■ DOCUMENT SEGMENT
PS: Caveats for this post - 1: obviously some attention should be paid to the superfans - they are the holy grail if they're word-of-mouth advocates for libraries but don't actually work in them, so ought to be treated with utmost respect. But they don't need a whole lot of marketing to. 2: Similarly, I do think we should engage the actively hostile - wherever possible using the same media they use to attack libraries - but only to rebuff their offensives, not to try and market the hell out of them till they 'come round' and love us and our buildings... 3: Regular patrons are nearer the top of the curve than the bottom - this is because I'm talking specifically about marketing and advocacy resources, rather than resources per se - of course we should prioritise our existing patrons most highly of all.

I'm off on holiday for a bit now, so see you on the other side.

the CILIP Manifesto is a good step forward

CILIP has launched its new Manifesto - six priorities for the next government. You can view details of it on CILIP's website, or click here to download the whole thing - it's only a 4 page PDF. A picture of CILIP's Manifesto

The six priorities are

1. Make school libraries statutory

2. Promote and protect the rights of users within copyright law

3. Build a successful knowledge economy

4. Preserve the UK's digital cultural heritage

5. Fund and enable the effective co-ordination of health information

6. Develop a set of library entitlements for public library users

Leaving aside the colour of the thing, I like this a lot. It is short, to the point, clearly laid out, and with basic information you can take in at a glance and more in-depth stuff too if you have time to read it. Here's a quote:

"A copy of every book published in the UK is deposited at the British Library and, by request, at other national deposit libraries.This is not so with audio-visual or digital material and much unique material has already been lost. There are eight million websites in the UK domain but, for example, no contemporary web records exist for the death of Princess Diana or the unveiling of the Angel of the North."

It makes its point well, highlights the dichotomy of the traditional perceived role of the library and the one we actually have to serve now, and gives a solid and tangible example of what failings need to be addressed.

■ TASK LIST
1 > According to the library blog post, how long is the downloadable PDF of the CILIP Manifesto?
2 > Begin at the words "PS: Caveats for" in the library blog post and stop after "the other side.", then rewrite that passage with "superfans" changed to "enthusiasts".
The listing that follows bears no relation to the library blog post.

[Items stored in a collection]

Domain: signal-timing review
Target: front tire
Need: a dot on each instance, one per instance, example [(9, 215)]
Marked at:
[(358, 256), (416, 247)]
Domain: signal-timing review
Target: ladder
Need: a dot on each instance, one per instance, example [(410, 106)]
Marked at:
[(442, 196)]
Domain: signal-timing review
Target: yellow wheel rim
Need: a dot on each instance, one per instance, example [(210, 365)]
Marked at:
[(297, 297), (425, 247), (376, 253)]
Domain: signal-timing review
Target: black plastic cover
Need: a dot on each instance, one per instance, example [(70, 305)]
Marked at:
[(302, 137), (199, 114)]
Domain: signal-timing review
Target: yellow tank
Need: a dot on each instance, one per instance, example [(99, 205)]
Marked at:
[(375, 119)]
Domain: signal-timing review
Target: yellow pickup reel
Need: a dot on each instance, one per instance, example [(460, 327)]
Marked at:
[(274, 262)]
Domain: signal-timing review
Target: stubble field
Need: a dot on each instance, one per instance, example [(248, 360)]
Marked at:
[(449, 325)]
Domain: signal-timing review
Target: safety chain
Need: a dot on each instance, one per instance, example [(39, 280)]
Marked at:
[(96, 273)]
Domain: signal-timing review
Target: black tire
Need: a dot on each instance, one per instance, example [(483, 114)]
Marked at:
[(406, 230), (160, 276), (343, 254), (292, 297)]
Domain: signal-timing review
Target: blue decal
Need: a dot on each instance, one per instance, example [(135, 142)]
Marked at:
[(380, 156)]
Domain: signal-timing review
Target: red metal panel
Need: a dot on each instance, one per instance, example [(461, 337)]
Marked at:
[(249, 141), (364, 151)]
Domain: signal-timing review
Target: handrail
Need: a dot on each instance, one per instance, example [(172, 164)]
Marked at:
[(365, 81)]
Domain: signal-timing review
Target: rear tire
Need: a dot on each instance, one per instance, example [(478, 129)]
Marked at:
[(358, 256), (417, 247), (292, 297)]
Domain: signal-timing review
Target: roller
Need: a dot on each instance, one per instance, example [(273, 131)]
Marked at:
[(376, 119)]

■ PER-TASK OUTPUTS
1 > It is only 4 pages long.

2 >
PS: Caveats for this post - 1: obviously some attention should be paid to the enthusiasts - they are the holy grail if they're word-of-mouth advocates for libraries but don't actually work in them, so ought to be treated with utmost respect. But they don't need a whole lot of marketing to. 2: Similarly, I do think we should engage the actively hostile - wherever possible using the same media they use to attack libraries - but only to rebuff their offensives, not to try and market the hell out of them till they 'come round' and love us and our buildings... 3: Regular patrons are nearer the top of the curve than the bottom - this is because I'm talking specifically about marketing and advocacy resources, rather than resources per se - of course we should prioritise our existing patrons most highly of all.

I'm off on holiday for a bit now, so see you on the other side.